=== Text ===

Here we go again with an unfounded allegation of plagiarism when there is no way one can intelligently make such a statement based on the facts we have, but don't let the truth or intellect get in the way.  By all means, continue.


----------



## 660griz (Jan 27, 2014)

SemperFiDawg said:


> I'm trying to see the relevance.



I think the relevance is that the 10 commandments pre-date the bible also. Just a guess though.


----------



## SemperFiDawg (Jan 27, 2014)

660griz said:


> I have no doubt someone's 'world' was flooded. When you only have walking as a means of transportation, your 'world' is quite small. It is also completely feasable the simple minds of that day were forced to explain this natural disaster. "God did it."
> No one bothered asking why an all powerful God would resort to such barbaric practice of murder when he could just make the people he didn't like go away. Hmmmm.



Straw man ad nausea.


----------



## 660griz (Jan 27, 2014)

SemperFiDawg said:


> Straw man ad nausea.



So, the definition of straw man in your world is explanation you don't want to hear. Got it.


----------



## bullethead (Jan 27, 2014)

SemperFiDawg said:


> Here we go again with an unfounded allegation of plagiarism when there is no way one can intelligently make such a statement based on the facts we have, but don't let the truth or intellect get in the way.  By all means, continue.



SFD you need to step out of your own little world and see what is really going on. There are volumes written about this very subject and most of the leading authorities on ancient history and ancient religious history agree that the Flood story has been passed on from generation to generation and culture to culture with each slightly altering it to make it their own.

You should not toss words around like "intelligent" and "intelligently" until you prove you have some.


----------



## bullethead (Jan 27, 2014)

660griz said:


> So, the definition of straw man in your world is explanation you don't want to hear. Got it.



In all the time he spends here he has never done anything but make assertive statements and has never once provided a valid reason that backs them up.


----------



## HawgJawl (Jan 27, 2014)

SemperFiDawg said:


> Well that comes waaaaay out of left field.  I'm trying to see the relevance.  I don't think I can make it fit into the context of this thread without derailing it so I won't.  Sorry Hawg.  Maybe another thread or another day.





660griz said:


> I think the relevance is that the 10 commandments pre-date the bible also. Just a guess though.



Exactly.  But there is a much deeper issue at hand also.

If the Ten Commandments were some type of "revelation" from God, the origin of the earlier laws that were similar must be questioned.


----------



## TripleXBullies (Jan 27, 2014)

660griz said:


> So, the definition of straw man in your world is explanation you don't want to hear. Got it.



You got it.


----------



## SemperFiDawg (Jan 28, 2014)

660griz said:


> So, the definition of straw man in your world is explanation you don't want to hear. Got it.



Nope just an inaccurate one, but don't bother.


----------



## SemperFiDawg (Jan 28, 2014)

=== Supplied material ===

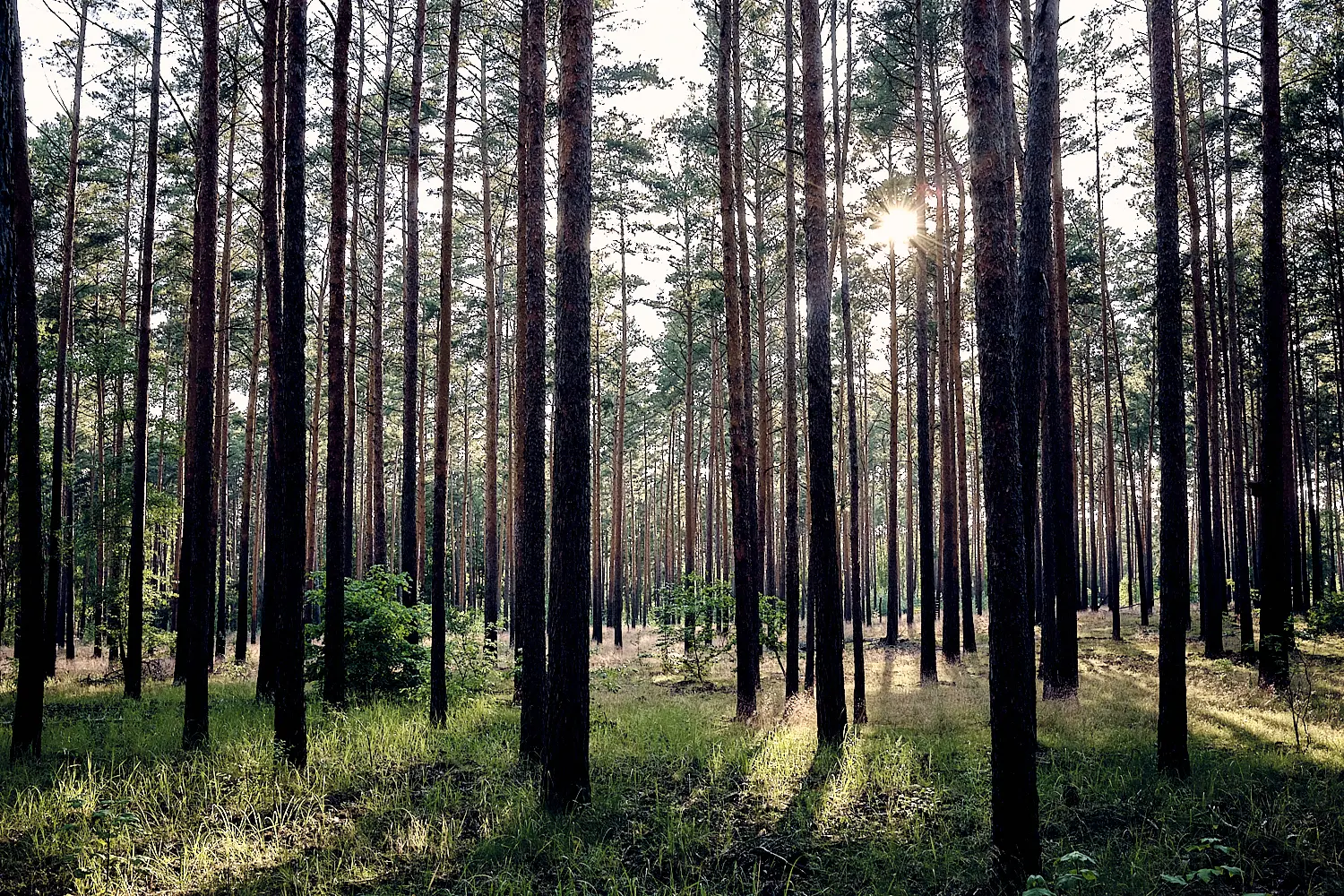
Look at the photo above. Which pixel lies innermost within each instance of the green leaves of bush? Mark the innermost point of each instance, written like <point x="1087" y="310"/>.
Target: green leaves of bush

===

In the forum thread, what does bullethead say most leading authorities on ancient history and ancient religious history agree about the Flood story?

They agree that it was passed on from generation to generation and culture to culture, with each slightly altering it to make it their own.